Material:
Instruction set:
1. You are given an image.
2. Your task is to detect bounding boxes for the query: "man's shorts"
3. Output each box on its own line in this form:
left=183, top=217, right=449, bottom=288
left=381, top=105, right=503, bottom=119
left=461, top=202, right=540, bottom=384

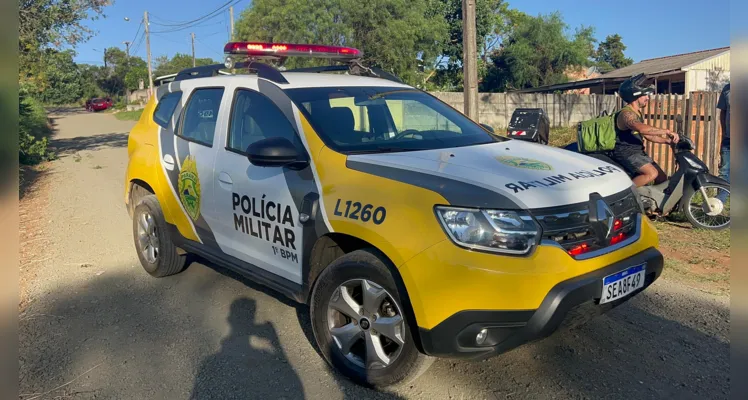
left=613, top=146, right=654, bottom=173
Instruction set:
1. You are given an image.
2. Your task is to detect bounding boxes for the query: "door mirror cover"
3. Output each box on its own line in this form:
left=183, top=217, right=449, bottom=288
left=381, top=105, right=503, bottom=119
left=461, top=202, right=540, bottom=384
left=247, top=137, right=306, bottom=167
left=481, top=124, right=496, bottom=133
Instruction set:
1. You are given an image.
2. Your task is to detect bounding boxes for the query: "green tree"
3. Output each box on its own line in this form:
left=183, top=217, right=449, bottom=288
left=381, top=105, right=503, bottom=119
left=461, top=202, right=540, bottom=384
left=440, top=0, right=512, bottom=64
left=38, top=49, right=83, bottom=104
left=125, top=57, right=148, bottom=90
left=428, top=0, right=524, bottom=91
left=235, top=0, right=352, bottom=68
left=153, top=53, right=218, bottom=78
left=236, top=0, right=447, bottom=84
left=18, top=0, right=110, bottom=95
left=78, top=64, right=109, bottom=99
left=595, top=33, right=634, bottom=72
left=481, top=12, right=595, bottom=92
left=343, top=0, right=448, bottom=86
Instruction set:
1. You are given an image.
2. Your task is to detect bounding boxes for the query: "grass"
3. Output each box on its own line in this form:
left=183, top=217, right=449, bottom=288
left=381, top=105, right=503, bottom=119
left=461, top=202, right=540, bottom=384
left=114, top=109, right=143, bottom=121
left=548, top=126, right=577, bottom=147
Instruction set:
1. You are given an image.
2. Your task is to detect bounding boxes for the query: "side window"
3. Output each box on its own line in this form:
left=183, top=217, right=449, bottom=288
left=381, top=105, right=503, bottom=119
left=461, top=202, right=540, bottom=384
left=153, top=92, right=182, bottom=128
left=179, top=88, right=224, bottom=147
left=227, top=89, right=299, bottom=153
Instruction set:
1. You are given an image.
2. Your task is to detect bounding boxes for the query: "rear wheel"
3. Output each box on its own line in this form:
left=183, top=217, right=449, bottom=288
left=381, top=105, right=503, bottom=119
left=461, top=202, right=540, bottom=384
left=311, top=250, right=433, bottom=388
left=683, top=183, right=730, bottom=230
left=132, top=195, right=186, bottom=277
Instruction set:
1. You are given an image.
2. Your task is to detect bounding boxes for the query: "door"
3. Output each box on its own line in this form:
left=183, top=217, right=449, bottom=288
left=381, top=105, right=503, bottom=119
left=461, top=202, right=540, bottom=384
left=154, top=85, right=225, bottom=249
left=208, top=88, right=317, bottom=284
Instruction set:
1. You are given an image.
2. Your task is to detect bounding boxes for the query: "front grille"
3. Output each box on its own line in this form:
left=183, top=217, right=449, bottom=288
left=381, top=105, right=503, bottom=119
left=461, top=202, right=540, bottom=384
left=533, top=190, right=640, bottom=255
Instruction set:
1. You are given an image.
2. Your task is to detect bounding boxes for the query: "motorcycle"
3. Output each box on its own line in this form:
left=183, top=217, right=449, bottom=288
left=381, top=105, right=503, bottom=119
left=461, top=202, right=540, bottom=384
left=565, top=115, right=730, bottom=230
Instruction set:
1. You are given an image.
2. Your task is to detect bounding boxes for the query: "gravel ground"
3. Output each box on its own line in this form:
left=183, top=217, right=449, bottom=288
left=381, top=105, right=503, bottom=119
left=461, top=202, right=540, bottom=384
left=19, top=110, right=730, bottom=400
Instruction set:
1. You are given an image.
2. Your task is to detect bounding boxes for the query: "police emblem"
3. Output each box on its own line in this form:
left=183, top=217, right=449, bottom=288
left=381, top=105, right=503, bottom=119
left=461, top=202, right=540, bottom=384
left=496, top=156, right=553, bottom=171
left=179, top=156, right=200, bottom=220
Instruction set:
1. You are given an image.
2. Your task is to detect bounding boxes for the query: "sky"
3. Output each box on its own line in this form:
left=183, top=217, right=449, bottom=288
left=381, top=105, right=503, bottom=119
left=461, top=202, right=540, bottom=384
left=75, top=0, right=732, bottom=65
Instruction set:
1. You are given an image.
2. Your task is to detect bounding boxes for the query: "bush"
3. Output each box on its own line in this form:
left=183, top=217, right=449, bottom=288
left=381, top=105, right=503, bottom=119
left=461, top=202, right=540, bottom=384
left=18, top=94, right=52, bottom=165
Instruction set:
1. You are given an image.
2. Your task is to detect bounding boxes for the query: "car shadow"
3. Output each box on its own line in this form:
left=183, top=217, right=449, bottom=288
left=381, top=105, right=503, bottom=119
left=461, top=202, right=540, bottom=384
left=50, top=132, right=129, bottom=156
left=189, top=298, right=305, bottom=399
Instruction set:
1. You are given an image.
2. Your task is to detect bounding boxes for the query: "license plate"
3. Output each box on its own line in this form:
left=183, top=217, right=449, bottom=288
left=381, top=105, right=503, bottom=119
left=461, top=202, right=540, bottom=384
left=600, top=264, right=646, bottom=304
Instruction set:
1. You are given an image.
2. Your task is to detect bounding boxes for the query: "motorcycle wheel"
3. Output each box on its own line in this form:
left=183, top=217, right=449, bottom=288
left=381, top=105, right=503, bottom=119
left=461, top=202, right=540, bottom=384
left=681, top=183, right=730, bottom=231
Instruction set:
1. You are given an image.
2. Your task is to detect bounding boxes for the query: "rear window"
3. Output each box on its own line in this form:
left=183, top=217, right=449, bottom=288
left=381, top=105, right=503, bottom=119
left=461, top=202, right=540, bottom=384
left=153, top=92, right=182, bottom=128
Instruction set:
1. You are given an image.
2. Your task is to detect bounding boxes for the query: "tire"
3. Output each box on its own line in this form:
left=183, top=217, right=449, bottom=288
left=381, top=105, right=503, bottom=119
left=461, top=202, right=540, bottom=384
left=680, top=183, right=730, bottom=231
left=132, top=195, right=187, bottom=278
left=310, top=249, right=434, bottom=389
---
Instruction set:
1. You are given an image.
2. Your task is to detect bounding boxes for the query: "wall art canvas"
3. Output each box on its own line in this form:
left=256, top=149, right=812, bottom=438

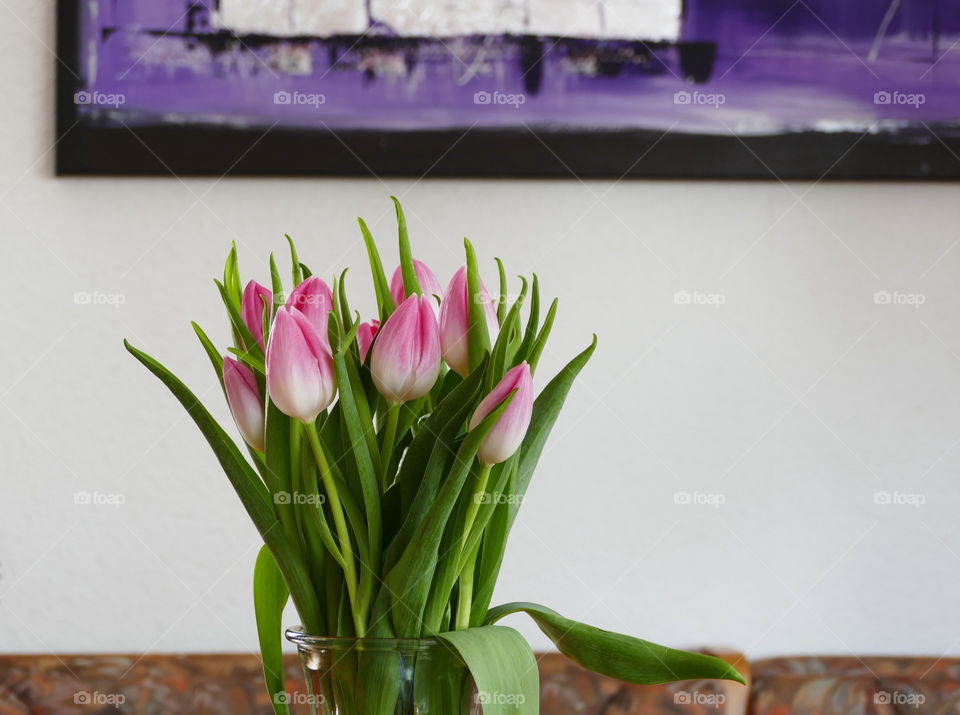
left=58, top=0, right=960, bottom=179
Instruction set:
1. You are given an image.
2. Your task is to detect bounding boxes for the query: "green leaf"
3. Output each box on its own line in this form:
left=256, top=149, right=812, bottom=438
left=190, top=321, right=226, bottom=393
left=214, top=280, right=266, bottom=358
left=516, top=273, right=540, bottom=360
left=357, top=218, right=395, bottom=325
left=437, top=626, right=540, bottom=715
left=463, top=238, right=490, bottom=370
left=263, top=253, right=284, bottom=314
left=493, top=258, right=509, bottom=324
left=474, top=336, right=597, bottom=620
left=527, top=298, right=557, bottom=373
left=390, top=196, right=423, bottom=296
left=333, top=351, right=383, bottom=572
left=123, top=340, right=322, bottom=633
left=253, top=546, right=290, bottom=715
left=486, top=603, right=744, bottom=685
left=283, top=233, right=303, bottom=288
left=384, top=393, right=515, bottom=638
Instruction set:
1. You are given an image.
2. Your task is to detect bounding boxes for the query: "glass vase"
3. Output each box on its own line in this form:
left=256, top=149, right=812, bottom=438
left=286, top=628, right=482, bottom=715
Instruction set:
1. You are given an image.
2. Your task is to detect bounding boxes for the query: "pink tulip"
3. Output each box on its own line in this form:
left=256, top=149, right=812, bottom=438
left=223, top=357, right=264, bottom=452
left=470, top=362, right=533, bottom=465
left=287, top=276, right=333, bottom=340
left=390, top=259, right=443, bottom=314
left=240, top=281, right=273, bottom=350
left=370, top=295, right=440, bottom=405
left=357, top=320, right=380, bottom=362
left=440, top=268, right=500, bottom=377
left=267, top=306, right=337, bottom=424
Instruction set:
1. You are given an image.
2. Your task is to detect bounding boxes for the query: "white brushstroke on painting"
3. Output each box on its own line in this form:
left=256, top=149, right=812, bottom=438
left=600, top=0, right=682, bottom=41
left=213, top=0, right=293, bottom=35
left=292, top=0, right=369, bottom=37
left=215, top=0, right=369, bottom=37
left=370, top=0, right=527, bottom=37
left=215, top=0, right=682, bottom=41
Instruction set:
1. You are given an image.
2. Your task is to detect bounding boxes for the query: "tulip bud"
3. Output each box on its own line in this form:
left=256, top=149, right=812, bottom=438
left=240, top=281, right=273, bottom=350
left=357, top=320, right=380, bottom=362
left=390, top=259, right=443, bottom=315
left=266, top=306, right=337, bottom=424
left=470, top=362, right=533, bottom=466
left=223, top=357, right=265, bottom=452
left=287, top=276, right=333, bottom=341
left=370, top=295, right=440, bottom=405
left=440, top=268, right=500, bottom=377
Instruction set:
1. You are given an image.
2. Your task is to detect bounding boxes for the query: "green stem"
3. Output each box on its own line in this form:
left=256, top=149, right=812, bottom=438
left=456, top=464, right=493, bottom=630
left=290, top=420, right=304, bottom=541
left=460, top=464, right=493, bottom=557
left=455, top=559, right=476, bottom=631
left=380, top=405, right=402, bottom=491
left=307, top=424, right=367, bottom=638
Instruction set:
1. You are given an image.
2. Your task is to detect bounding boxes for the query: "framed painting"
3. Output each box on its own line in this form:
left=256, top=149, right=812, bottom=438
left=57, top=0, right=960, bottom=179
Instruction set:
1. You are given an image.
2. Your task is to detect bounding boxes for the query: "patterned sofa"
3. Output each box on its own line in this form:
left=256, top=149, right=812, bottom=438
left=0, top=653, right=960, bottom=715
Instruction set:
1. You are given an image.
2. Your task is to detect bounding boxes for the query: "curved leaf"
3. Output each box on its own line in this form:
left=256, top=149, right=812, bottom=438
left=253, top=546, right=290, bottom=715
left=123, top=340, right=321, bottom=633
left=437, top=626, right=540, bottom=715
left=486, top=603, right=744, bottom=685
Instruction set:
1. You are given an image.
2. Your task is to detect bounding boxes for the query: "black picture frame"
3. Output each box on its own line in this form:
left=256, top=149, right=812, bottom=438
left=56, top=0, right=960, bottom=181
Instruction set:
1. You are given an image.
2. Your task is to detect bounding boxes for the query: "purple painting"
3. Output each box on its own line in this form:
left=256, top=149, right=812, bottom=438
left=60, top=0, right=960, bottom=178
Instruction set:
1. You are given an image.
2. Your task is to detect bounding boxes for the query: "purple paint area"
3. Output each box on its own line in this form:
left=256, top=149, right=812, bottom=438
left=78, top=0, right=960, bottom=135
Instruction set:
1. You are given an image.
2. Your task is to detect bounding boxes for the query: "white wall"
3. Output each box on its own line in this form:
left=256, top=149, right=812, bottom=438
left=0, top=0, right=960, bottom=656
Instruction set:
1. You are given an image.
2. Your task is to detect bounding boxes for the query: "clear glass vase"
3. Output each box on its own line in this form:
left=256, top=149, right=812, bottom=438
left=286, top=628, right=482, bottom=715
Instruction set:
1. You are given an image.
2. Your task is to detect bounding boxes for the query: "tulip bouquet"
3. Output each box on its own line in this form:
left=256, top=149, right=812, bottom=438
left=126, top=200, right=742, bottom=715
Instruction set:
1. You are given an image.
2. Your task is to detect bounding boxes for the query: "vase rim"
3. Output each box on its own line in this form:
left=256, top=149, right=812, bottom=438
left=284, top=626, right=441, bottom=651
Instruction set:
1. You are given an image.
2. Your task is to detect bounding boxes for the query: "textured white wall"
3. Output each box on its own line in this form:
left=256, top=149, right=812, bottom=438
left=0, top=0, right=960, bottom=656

What you should do:
Pick out every line of the data above that contains the word "purple", and copy each one in full.

Reply:
2. Your task is to detect bounding boxes for the query: "purple painting"
2. Your task is to detect bounding boxes for the query: "purple paint area"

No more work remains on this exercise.